--- Start of Working data ---

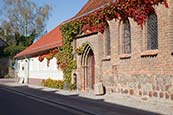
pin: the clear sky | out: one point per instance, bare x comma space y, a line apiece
61, 10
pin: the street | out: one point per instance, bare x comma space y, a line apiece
16, 104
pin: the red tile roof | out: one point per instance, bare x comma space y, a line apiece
54, 39
92, 5
50, 40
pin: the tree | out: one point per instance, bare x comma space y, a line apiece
23, 22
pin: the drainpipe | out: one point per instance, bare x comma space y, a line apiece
27, 69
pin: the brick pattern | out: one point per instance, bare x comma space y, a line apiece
143, 73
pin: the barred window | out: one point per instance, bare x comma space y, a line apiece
126, 37
107, 41
152, 32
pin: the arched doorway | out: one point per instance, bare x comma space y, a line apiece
88, 64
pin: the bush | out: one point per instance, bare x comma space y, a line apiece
59, 84
7, 76
72, 87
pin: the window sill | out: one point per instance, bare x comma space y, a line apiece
106, 58
149, 53
125, 56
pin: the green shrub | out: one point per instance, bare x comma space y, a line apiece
59, 84
72, 87
7, 76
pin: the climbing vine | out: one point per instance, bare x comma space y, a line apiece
138, 10
81, 49
65, 56
49, 55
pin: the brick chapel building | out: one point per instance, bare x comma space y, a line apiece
126, 58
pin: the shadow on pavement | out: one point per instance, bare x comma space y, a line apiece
94, 106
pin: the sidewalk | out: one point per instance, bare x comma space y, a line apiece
97, 105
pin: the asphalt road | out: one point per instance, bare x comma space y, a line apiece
12, 103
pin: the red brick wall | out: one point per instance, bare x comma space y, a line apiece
139, 74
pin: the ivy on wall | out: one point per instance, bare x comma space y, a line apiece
138, 10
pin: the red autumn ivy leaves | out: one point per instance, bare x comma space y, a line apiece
48, 55
121, 10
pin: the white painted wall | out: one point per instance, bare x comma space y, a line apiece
38, 70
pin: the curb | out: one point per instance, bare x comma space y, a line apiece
49, 100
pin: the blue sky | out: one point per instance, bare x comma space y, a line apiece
61, 10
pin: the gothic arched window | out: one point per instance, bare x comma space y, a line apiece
152, 32
107, 41
126, 36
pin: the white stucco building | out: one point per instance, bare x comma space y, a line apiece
30, 70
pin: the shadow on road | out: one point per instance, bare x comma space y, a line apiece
96, 106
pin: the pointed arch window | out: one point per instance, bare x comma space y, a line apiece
152, 32
107, 41
126, 36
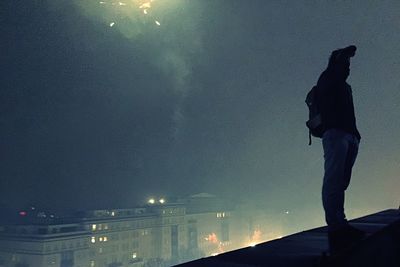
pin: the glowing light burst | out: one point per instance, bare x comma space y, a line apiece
129, 6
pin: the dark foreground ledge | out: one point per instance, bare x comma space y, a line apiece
305, 248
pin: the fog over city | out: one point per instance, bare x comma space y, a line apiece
105, 104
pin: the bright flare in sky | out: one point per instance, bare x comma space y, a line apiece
129, 6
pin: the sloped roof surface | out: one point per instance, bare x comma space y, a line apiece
305, 249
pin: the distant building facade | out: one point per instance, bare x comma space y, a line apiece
155, 235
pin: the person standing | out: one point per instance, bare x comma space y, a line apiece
340, 141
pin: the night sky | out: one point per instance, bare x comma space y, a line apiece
103, 106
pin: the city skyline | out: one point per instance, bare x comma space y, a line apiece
105, 104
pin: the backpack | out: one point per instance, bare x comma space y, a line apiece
314, 123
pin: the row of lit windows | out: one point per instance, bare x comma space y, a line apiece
126, 225
100, 239
222, 214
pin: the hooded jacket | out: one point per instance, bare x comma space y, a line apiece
335, 94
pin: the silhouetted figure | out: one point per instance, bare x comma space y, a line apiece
340, 142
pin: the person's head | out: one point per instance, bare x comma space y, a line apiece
339, 61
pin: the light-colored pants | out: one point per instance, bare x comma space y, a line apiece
340, 153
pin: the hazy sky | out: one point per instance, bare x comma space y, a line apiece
210, 100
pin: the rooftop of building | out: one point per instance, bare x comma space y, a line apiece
305, 249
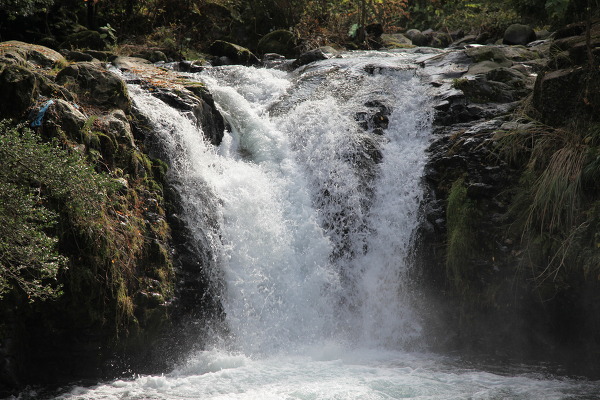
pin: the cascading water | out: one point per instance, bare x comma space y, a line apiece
309, 205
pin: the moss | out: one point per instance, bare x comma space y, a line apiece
460, 213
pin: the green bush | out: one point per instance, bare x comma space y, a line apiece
38, 183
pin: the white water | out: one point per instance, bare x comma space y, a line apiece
312, 243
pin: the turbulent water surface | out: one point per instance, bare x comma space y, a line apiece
309, 205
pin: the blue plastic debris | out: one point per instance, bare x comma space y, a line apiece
38, 119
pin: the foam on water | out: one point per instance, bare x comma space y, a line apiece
312, 238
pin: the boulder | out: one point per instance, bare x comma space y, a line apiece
77, 56
518, 34
563, 94
488, 53
233, 52
417, 37
207, 115
395, 41
280, 41
18, 89
66, 116
85, 39
38, 56
96, 85
116, 126
322, 53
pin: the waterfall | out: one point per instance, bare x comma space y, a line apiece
309, 203
307, 209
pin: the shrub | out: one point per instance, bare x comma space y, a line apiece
38, 183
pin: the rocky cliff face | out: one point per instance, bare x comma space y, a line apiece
119, 288
508, 249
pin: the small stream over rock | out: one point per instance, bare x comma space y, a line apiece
311, 205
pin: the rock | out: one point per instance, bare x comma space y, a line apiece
129, 63
190, 66
462, 42
116, 126
18, 89
235, 53
374, 30
488, 53
280, 41
321, 53
207, 115
518, 34
483, 67
78, 56
95, 84
38, 56
100, 55
440, 40
417, 37
563, 94
395, 41
274, 60
66, 116
85, 39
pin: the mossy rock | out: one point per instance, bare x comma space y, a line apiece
280, 41
237, 54
96, 85
488, 53
38, 56
18, 88
396, 41
86, 39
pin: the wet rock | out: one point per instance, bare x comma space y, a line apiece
561, 95
280, 41
66, 116
207, 115
35, 55
85, 39
116, 126
234, 53
96, 85
78, 56
395, 41
489, 53
311, 56
417, 37
518, 34
18, 89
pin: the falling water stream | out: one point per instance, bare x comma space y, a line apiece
309, 205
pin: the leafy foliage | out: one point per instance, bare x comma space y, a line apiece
24, 7
38, 183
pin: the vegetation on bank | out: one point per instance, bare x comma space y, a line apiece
186, 27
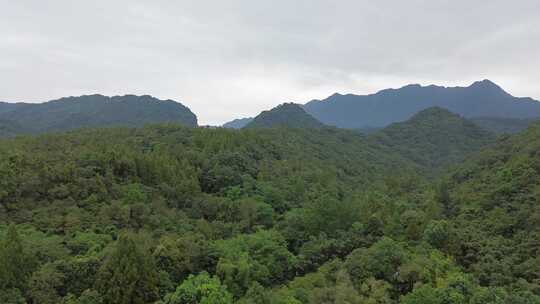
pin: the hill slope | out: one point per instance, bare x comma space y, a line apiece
237, 123
285, 115
494, 204
504, 125
481, 99
95, 111
434, 138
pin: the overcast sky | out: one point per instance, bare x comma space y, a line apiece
227, 59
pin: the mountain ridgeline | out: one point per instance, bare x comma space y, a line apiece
285, 115
481, 99
435, 138
91, 111
287, 210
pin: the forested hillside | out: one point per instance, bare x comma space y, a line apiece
503, 125
169, 214
91, 111
480, 99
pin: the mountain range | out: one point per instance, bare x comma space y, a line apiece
91, 111
484, 100
434, 138
285, 115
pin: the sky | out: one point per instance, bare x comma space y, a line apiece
235, 58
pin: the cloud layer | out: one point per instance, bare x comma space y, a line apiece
228, 59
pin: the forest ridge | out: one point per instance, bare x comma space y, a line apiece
124, 200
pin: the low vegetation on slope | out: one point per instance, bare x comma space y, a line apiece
172, 215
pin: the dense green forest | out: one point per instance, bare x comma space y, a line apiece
168, 214
96, 110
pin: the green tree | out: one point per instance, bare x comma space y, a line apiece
15, 265
128, 275
200, 289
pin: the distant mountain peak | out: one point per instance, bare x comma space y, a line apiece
95, 111
486, 84
285, 115
481, 99
435, 137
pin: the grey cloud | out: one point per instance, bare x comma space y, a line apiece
226, 59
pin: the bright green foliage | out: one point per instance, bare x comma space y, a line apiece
261, 257
322, 215
128, 276
15, 264
200, 289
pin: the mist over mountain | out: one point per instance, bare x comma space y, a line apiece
238, 123
434, 138
502, 125
92, 111
481, 99
285, 115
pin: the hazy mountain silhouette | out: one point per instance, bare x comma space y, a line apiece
434, 138
238, 123
501, 125
285, 115
481, 99
93, 111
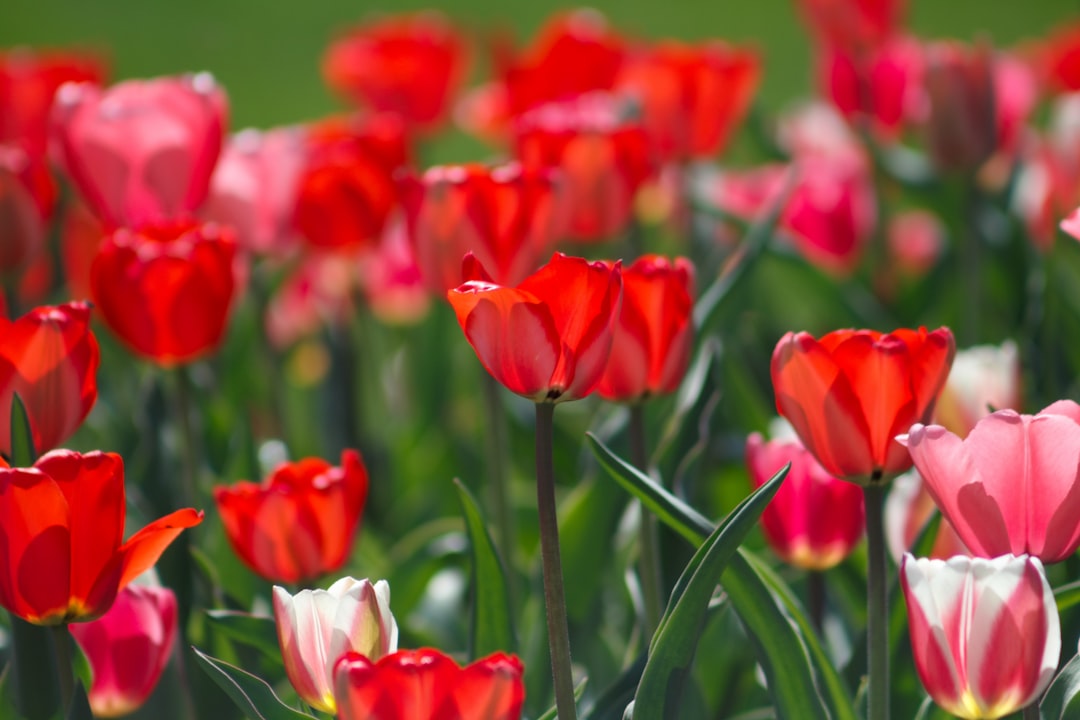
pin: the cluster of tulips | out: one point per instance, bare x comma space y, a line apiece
214, 258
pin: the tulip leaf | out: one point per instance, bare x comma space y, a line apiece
254, 630
252, 694
675, 640
493, 627
1062, 701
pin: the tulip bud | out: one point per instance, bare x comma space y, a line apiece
316, 627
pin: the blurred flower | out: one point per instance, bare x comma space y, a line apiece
653, 334
549, 338
963, 613
49, 356
127, 648
422, 684
347, 189
28, 83
603, 159
143, 150
62, 522
318, 627
983, 379
409, 65
299, 524
166, 289
849, 394
1012, 485
254, 188
505, 216
814, 520
693, 97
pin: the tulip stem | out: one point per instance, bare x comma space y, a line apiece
649, 539
877, 603
558, 635
62, 641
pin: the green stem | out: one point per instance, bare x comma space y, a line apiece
877, 605
648, 562
62, 641
558, 635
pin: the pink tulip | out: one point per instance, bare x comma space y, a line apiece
127, 648
815, 519
143, 150
985, 634
316, 627
1012, 485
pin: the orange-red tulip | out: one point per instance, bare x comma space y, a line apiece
49, 356
851, 393
300, 522
62, 527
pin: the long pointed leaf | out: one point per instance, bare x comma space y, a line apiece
493, 627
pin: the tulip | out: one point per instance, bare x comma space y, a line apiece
407, 65
166, 290
985, 633
318, 627
1012, 485
849, 394
144, 150
653, 335
299, 524
49, 357
505, 216
549, 338
66, 515
603, 160
426, 684
814, 520
129, 648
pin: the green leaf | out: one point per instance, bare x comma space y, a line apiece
1062, 701
251, 694
675, 640
23, 453
493, 626
252, 630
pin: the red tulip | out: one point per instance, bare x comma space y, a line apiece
653, 335
129, 648
549, 338
299, 524
426, 684
815, 519
604, 160
408, 65
166, 289
851, 393
49, 357
692, 97
143, 150
347, 189
62, 524
507, 217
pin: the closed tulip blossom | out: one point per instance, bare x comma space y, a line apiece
850, 393
316, 627
985, 633
127, 649
143, 150
49, 357
62, 527
300, 521
426, 684
1012, 485
653, 335
549, 338
815, 519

--- End of Working data ---

▸ **Set problem**: Reproduce the records verbatim, starting at the line containing "pin: the orange-red" and continuing through the last line of the records, with both of those lines included.

▸ **Solved problem**:
pin: the orange-red tulip | out: one point per instance, bare x comma space y, a line apiece
49, 356
851, 393
300, 522
62, 527
pin: the long pointed leaf | out: one point per instance, bare x comma space y, a line apiece
493, 627
pin: the tulip | out: one point per instance, bare x comma space y, a line apiece
407, 65
166, 290
985, 633
318, 627
1012, 485
849, 394
144, 150
653, 335
299, 524
49, 357
505, 216
549, 338
66, 515
603, 160
426, 684
814, 520
129, 648
pin: the green leaf | out: one point per instance, bare x comma space y, a line apiece
1062, 701
251, 694
675, 640
23, 453
493, 626
252, 630
pin: the red tulip | out: one point per instance, bare x comma space y, a line apiece
653, 335
129, 648
549, 338
299, 524
426, 684
815, 519
604, 160
408, 65
166, 289
851, 393
49, 357
692, 97
143, 150
347, 189
62, 524
507, 217
pin: the closed tulip blossom | out: one point per instance, bare x comma space y, a line apiece
850, 393
316, 627
985, 633
127, 649
143, 150
49, 357
62, 527
300, 521
426, 684
1012, 485
653, 335
549, 338
815, 519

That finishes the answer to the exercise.